## Work request
Nothing but the lines from the one that contains "As a warehouse robot's perception module, locate burnt" to the end of the records should be printed, both ends included, exactly as given.

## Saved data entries
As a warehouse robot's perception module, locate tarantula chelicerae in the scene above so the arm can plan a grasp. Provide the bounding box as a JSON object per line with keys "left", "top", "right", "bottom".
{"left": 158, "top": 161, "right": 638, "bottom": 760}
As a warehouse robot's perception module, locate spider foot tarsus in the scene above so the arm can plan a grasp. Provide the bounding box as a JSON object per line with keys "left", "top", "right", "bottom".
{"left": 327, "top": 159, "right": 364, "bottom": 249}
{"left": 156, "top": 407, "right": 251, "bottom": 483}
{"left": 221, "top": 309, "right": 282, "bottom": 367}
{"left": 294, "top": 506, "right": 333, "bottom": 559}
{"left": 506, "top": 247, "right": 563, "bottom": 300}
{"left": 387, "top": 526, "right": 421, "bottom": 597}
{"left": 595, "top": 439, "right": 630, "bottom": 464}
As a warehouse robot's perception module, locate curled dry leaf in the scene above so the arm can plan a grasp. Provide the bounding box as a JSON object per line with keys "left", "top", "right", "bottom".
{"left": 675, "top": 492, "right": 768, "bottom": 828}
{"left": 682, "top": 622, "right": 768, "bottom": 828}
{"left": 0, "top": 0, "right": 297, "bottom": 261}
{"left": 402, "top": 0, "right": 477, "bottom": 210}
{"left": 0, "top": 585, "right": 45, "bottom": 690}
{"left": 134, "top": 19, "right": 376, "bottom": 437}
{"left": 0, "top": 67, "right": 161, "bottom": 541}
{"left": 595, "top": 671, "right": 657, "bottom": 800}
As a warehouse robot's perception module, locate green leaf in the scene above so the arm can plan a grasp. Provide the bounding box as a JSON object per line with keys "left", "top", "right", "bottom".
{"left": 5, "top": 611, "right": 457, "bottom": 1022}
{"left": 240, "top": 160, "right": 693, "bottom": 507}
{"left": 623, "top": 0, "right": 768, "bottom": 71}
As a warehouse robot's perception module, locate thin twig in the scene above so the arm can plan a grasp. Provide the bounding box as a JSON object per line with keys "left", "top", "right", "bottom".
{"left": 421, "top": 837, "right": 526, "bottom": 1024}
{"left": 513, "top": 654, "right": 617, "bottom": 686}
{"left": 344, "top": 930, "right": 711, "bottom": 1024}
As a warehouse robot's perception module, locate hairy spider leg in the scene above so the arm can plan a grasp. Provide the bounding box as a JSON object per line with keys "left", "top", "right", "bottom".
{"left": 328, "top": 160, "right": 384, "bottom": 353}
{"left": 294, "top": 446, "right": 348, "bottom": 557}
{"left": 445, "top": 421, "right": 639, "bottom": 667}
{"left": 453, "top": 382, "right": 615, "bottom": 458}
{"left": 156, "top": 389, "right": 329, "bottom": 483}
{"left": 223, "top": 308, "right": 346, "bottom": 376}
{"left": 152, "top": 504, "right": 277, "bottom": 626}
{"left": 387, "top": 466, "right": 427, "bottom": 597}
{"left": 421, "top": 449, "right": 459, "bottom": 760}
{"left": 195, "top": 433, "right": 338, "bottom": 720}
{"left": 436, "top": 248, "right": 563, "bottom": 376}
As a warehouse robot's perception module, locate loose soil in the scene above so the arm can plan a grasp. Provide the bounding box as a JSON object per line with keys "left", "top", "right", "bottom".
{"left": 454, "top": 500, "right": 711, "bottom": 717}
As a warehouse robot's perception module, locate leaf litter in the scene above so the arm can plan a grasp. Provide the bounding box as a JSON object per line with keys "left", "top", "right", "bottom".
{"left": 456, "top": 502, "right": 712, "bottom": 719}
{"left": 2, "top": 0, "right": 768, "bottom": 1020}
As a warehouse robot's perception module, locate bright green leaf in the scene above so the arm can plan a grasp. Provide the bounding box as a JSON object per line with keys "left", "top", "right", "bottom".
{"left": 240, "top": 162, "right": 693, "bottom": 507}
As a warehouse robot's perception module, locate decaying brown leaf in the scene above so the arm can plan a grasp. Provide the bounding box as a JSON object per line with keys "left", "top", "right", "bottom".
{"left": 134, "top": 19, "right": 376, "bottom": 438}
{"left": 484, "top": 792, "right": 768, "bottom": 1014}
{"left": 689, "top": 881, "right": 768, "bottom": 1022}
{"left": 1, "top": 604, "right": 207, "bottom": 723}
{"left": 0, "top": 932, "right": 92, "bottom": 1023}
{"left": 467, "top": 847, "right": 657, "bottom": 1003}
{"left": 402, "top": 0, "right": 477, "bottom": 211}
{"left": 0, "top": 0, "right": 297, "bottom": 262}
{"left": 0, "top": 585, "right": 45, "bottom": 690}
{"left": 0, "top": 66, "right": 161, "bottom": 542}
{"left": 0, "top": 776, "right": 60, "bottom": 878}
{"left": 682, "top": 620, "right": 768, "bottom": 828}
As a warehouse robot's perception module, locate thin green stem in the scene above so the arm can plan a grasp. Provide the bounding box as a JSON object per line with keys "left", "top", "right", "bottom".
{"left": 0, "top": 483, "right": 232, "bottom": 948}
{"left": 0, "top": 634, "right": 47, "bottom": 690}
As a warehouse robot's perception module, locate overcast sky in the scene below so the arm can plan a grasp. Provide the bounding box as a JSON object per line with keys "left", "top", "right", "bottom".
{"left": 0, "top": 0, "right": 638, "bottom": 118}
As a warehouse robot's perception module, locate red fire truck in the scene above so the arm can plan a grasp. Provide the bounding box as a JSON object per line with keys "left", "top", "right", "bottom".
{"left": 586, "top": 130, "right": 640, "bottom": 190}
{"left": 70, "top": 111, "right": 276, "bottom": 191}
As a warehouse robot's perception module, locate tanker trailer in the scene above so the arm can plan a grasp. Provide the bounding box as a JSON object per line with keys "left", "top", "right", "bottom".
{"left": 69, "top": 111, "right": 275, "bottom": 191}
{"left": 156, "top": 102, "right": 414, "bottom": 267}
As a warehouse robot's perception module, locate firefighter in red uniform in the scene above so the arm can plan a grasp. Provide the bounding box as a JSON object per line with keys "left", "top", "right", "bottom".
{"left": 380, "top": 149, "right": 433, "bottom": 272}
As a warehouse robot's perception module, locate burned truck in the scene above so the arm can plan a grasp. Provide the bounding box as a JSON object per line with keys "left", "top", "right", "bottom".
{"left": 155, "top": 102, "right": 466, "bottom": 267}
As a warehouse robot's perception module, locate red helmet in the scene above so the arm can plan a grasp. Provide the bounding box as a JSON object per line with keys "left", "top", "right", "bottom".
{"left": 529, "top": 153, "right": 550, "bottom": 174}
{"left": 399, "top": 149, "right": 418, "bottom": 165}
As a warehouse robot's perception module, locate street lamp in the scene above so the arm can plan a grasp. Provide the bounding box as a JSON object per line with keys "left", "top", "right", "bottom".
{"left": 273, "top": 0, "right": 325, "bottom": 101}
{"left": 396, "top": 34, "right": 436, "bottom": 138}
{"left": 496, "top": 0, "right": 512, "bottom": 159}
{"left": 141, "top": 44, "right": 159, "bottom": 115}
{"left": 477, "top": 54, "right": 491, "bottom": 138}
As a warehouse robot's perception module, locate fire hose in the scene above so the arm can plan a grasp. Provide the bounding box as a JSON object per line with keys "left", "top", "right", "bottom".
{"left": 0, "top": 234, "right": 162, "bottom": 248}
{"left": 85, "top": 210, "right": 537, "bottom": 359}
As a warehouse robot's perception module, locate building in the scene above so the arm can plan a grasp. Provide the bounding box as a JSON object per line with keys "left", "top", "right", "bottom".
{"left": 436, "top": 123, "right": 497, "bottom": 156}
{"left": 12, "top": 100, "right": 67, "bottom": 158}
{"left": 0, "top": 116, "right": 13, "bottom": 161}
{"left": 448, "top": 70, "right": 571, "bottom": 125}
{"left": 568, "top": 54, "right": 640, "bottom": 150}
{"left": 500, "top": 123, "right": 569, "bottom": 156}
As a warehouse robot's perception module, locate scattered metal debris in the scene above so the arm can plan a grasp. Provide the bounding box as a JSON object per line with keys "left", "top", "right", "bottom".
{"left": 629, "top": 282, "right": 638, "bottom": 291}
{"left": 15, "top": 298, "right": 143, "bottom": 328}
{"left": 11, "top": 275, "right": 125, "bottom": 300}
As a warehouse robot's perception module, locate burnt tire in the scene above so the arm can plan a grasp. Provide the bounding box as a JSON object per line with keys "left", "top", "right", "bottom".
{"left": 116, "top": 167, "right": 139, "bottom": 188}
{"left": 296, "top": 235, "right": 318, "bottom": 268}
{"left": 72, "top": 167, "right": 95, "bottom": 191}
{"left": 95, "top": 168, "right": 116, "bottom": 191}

## Result of this exercise
As a warehouse robot's perception module, locate burnt tire in the scene above so the arm can plan a grasp. Provide the bounding box as a JSON object per line with keys "left", "top", "right", "bottom".
{"left": 116, "top": 167, "right": 139, "bottom": 188}
{"left": 296, "top": 235, "right": 318, "bottom": 268}
{"left": 72, "top": 167, "right": 95, "bottom": 191}
{"left": 95, "top": 168, "right": 116, "bottom": 191}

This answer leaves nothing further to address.